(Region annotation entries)
>> Begin

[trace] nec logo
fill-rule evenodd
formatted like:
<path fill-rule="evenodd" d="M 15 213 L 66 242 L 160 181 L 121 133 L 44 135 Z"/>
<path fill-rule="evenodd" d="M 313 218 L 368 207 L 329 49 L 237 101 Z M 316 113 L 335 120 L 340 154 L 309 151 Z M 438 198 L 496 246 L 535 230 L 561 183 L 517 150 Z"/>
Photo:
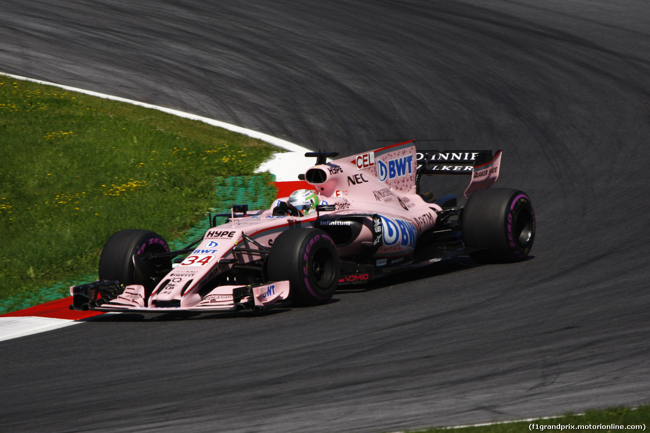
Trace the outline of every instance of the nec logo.
<path fill-rule="evenodd" d="M 363 177 L 363 174 L 355 174 L 354 176 L 348 176 L 348 186 L 358 185 L 363 182 L 367 182 L 368 179 Z"/>
<path fill-rule="evenodd" d="M 358 155 L 352 163 L 357 166 L 357 170 L 363 170 L 374 166 L 374 152 L 367 152 Z"/>
<path fill-rule="evenodd" d="M 387 164 L 381 159 L 377 160 L 377 177 L 382 182 L 411 173 L 413 173 L 412 155 L 390 159 Z"/>

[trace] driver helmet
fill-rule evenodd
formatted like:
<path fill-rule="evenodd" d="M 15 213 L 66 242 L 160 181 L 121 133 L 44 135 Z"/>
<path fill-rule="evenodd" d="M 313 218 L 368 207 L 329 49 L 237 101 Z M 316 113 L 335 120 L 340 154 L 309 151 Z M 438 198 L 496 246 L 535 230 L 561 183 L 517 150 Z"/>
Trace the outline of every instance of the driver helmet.
<path fill-rule="evenodd" d="M 289 196 L 289 204 L 297 209 L 302 215 L 316 210 L 319 202 L 316 191 L 311 189 L 298 189 Z"/>

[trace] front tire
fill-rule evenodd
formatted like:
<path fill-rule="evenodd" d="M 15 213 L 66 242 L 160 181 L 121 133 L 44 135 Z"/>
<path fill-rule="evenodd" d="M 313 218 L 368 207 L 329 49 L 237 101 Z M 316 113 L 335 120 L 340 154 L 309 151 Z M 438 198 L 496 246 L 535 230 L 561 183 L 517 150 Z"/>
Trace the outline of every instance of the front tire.
<path fill-rule="evenodd" d="M 530 198 L 517 189 L 475 191 L 463 209 L 463 243 L 483 248 L 469 256 L 483 263 L 520 261 L 535 240 L 535 212 Z"/>
<path fill-rule="evenodd" d="M 336 246 L 327 233 L 297 228 L 276 238 L 266 269 L 269 280 L 289 280 L 294 305 L 307 306 L 332 298 L 339 283 L 340 265 Z"/>
<path fill-rule="evenodd" d="M 99 280 L 116 280 L 124 285 L 141 284 L 146 293 L 155 287 L 157 270 L 171 269 L 171 259 L 156 260 L 146 267 L 136 269 L 133 256 L 169 251 L 162 237 L 149 230 L 127 229 L 109 238 L 99 257 Z"/>

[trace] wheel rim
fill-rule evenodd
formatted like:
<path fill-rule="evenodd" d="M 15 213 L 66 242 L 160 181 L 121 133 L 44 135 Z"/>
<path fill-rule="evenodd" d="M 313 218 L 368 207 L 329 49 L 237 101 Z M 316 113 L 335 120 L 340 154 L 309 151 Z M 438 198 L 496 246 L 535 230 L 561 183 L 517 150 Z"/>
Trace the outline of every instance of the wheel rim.
<path fill-rule="evenodd" d="M 526 246 L 532 239 L 532 215 L 528 209 L 520 209 L 515 215 L 512 226 L 517 243 L 523 247 Z"/>
<path fill-rule="evenodd" d="M 320 247 L 314 252 L 311 258 L 311 276 L 321 289 L 329 287 L 334 279 L 333 258 L 326 248 Z"/>

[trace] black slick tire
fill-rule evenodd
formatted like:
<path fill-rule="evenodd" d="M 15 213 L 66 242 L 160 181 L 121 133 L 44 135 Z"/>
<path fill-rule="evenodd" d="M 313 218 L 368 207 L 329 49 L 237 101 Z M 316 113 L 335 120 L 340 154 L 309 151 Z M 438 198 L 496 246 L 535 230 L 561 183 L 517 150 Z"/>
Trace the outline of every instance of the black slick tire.
<path fill-rule="evenodd" d="M 462 214 L 463 243 L 483 248 L 470 253 L 482 263 L 520 261 L 535 239 L 535 212 L 525 192 L 491 188 L 474 192 Z"/>
<path fill-rule="evenodd" d="M 273 242 L 266 263 L 270 281 L 289 280 L 296 306 L 324 304 L 339 283 L 339 253 L 327 233 L 318 229 L 290 229 Z"/>
<path fill-rule="evenodd" d="M 148 275 L 136 272 L 134 254 L 169 251 L 162 236 L 149 230 L 127 229 L 116 232 L 106 241 L 99 257 L 99 280 L 116 280 L 125 285 L 142 284 L 146 291 L 155 285 Z M 168 263 L 171 269 L 171 259 Z"/>

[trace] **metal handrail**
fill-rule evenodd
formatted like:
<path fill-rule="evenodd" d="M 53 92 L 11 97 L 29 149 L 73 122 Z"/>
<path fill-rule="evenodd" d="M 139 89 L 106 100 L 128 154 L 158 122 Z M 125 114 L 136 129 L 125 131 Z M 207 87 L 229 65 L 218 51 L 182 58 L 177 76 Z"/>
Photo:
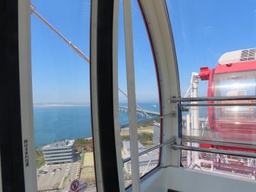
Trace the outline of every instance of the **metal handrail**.
<path fill-rule="evenodd" d="M 209 152 L 212 154 L 223 154 L 227 156 L 239 156 L 239 157 L 244 157 L 248 158 L 256 158 L 256 154 L 246 153 L 243 152 L 236 152 L 236 151 L 231 151 L 227 150 L 220 150 L 212 148 L 201 148 L 201 147 L 191 147 L 191 146 L 183 146 L 177 144 L 172 144 L 172 148 L 173 149 L 179 149 L 179 150 L 188 150 Z"/>
<path fill-rule="evenodd" d="M 168 116 L 173 116 L 175 115 L 175 113 L 170 113 L 170 114 L 168 114 L 168 115 L 162 115 L 162 116 L 157 116 L 157 117 L 154 117 L 154 118 L 148 118 L 148 119 L 145 119 L 145 120 L 141 120 L 141 121 L 139 121 L 139 122 L 137 122 L 137 125 L 145 124 L 145 123 L 147 123 L 147 122 L 152 122 L 152 121 L 154 121 L 154 120 L 164 118 L 168 117 Z M 124 129 L 124 128 L 125 128 L 125 127 L 129 127 L 129 125 L 130 125 L 129 124 L 122 125 L 122 126 L 120 126 L 120 128 L 121 129 Z"/>
<path fill-rule="evenodd" d="M 163 143 L 161 143 L 159 145 L 156 145 L 155 147 L 151 147 L 150 148 L 146 149 L 146 150 L 141 152 L 140 153 L 139 153 L 139 156 L 141 156 L 142 155 L 147 154 L 148 152 L 150 152 L 150 151 L 154 150 L 156 150 L 156 149 L 157 149 L 158 148 L 160 148 L 160 147 L 163 147 L 163 145 L 167 145 L 167 144 L 169 144 L 169 143 L 173 143 L 173 140 L 169 140 L 169 141 L 163 142 Z M 131 161 L 131 157 L 127 157 L 125 159 L 124 159 L 124 160 L 123 160 L 124 163 L 125 163 L 126 162 L 128 162 L 129 161 Z"/>
<path fill-rule="evenodd" d="M 256 106 L 256 102 L 241 103 L 204 103 L 204 104 L 182 104 L 181 107 L 225 107 L 225 106 Z"/>
<path fill-rule="evenodd" d="M 211 100 L 256 100 L 256 96 L 232 96 L 232 97 L 186 97 L 171 98 L 170 102 L 194 102 L 194 101 L 211 101 Z"/>
<path fill-rule="evenodd" d="M 187 138 L 185 138 L 185 139 L 182 138 L 181 141 L 182 142 L 189 142 L 189 143 L 196 143 L 210 144 L 210 145 L 218 145 L 218 146 L 227 146 L 227 147 L 232 147 L 256 149 L 256 145 L 253 145 L 253 144 L 244 144 L 244 143 L 209 141 L 209 140 L 193 140 L 193 139 L 187 139 Z"/>

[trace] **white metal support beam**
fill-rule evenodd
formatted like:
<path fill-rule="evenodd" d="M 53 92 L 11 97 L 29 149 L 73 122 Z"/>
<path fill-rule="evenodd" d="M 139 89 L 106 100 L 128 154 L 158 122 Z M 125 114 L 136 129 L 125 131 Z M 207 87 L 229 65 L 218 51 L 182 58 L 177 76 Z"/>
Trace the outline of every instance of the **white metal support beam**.
<path fill-rule="evenodd" d="M 118 20 L 119 20 L 119 0 L 114 1 L 113 26 L 113 108 L 115 138 L 116 142 L 116 152 L 117 169 L 118 172 L 119 191 L 125 191 L 123 171 L 123 159 L 122 158 L 120 127 L 119 124 L 118 110 Z"/>
<path fill-rule="evenodd" d="M 140 191 L 131 1 L 123 1 L 132 191 Z"/>

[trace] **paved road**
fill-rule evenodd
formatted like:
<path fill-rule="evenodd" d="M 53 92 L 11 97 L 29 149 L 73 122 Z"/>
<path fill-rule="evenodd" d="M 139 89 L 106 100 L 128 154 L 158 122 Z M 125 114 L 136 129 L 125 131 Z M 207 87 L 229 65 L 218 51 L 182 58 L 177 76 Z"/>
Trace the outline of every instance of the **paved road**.
<path fill-rule="evenodd" d="M 69 180 L 72 180 L 74 179 L 74 175 L 77 166 L 77 163 L 66 164 L 58 164 L 52 166 L 45 166 L 40 170 L 47 170 L 48 172 L 44 175 L 44 174 L 38 173 L 39 170 L 37 172 L 37 185 L 38 190 L 51 189 L 53 188 L 58 188 L 61 184 L 61 180 L 66 172 L 67 166 L 70 167 L 69 175 L 67 175 L 68 179 L 64 188 L 69 188 Z M 54 169 L 61 168 L 60 171 L 56 171 L 54 173 L 52 174 Z"/>

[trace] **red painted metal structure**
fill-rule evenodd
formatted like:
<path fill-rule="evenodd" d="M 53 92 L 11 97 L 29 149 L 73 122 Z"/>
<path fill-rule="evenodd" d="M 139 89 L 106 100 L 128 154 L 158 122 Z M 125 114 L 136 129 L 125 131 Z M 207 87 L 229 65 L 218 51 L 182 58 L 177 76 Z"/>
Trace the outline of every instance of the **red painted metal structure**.
<path fill-rule="evenodd" d="M 225 54 L 237 56 L 232 52 L 221 56 L 215 68 L 200 68 L 199 77 L 209 81 L 207 97 L 246 96 L 256 95 L 256 49 L 239 51 L 241 57 L 232 62 L 220 61 Z M 245 51 L 245 52 L 244 52 Z M 235 54 L 234 53 L 236 53 Z M 246 56 L 244 57 L 244 53 Z M 225 58 L 223 58 L 225 60 Z M 255 100 L 209 101 L 209 103 L 247 102 Z M 207 109 L 211 136 L 225 141 L 256 141 L 255 106 L 210 106 Z M 256 149 L 200 144 L 201 147 L 214 147 L 224 150 L 256 153 Z"/>

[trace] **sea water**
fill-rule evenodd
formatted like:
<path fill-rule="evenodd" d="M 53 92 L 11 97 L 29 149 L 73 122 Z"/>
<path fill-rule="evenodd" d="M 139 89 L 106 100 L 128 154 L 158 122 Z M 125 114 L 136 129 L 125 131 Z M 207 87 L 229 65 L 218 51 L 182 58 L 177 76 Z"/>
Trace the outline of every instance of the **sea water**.
<path fill-rule="evenodd" d="M 159 111 L 157 102 L 140 103 L 143 109 Z M 127 106 L 127 104 L 120 104 Z M 63 139 L 92 137 L 90 106 L 40 106 L 33 108 L 36 147 Z M 145 117 L 138 116 L 138 120 Z M 129 122 L 128 113 L 119 112 L 120 125 Z M 107 129 L 107 127 L 106 127 Z"/>

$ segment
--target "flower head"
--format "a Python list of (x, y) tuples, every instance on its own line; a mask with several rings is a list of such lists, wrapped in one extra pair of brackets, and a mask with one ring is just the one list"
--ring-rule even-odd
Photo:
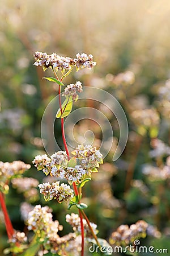
[(87, 55), (86, 53), (76, 54), (77, 59), (70, 57), (63, 57), (58, 55), (56, 53), (48, 55), (46, 52), (36, 52), (33, 55), (36, 61), (34, 65), (42, 66), (45, 71), (49, 67), (55, 68), (57, 72), (60, 70), (64, 72), (65, 70), (70, 70), (74, 67), (76, 70), (84, 68), (91, 68), (96, 65), (93, 60), (91, 54)]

>> End

Put the lines from the start of the records through the line containing "Trace the outline of every instance of the nec" into a JSON list of strings, one string per line, with blank lines omitted. Leave any pictures out of the list.

[
  "[trace] nec logo",
  "fill-rule evenodd",
  "formatted like:",
  "<path fill-rule=\"evenodd\" d=\"M 15 213 L 66 242 L 160 181 L 121 133 L 44 135 Z\"/>",
  "<path fill-rule=\"evenodd\" d=\"M 313 218 L 368 207 L 329 49 L 237 101 Z M 316 113 L 335 120 L 340 154 L 309 151 Z M 438 198 L 496 246 L 535 230 L 561 183 L 517 150 Z\"/>",
  "Photo:",
  "Trace the outline of every instance of the nec logo."
]